━━━━━ 原文 ━━━━━
説明

プリント回路板用樹脂組成物、プリプレグ、支持基材付き絶縁板、積層板および多層プリント回路板

【課題】樹脂組成物中に充填材を含んだプリント回路板用樹脂組成物、プリプレグ、支持基材付き絶縁材、積層板および多層プリント回路板を提供すること。
【解決手段】水系媒体と、前記水系媒体中に分散したエマルジョン樹脂とを含み、前記エマルジョン樹脂は、充填材を含み、また、前記エマルジョン樹脂は、エポキシ樹脂を含み、また、前記エマルジョン樹脂は、シアネート樹脂を含むことを特徴とするプリント回路板用樹脂組成物である。

【発明の詳細な説明】
【技術分野】
【0001】
本発明は、プリント回路板用樹脂組成物、プリプレグ、支持基材付き絶縁板、積層板および多層プリント回路板に関する。
【背景技術】
【0002】
近年、電子機器の高機能化等の要求にともない、電子部品の高密度集積化が進んでいる。これらに使用されるプリント回路板についても、従来にも増して、小型化かつ高密度化が進んでいる。そしてプリント回路板の製造に用いられる積層板にも、高密度化に対応した特性、例えば、耐熱性、寸法安定性などが求められている。
━━━━━
* _指示 A_: 原文によると、プリント回路板の製造に用いられる積層板に求められている特性として、どのような例が挙げられていますか。
━━━━━ 入力 ━━━━━
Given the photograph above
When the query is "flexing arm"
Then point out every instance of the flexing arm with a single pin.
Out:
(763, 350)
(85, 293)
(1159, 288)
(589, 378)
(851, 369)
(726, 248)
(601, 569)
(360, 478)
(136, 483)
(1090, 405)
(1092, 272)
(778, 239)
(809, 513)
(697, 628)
━━━━━
* _指示 B_: 上の行すべてについて、「flexing arm」を「bent arm」に置き換え、それ以外は変えずに書き直してください。

* _解答 A_: 耐熱性、寸法安定性などです。

* _解答 B_:
Given the photograph above
When the query is "bent arm"
Then point out every instance of the bent arm with a single pin.
Out:
(763, 350)
(85, 293)
(1159, 288)
(589, 378)
(851, 369)
(726, 248)
(601, 569)
(360, 478)
(136, 483)
(1090, 405)
(1092, 272)
(778, 239)
(809, 513)
(697, 628)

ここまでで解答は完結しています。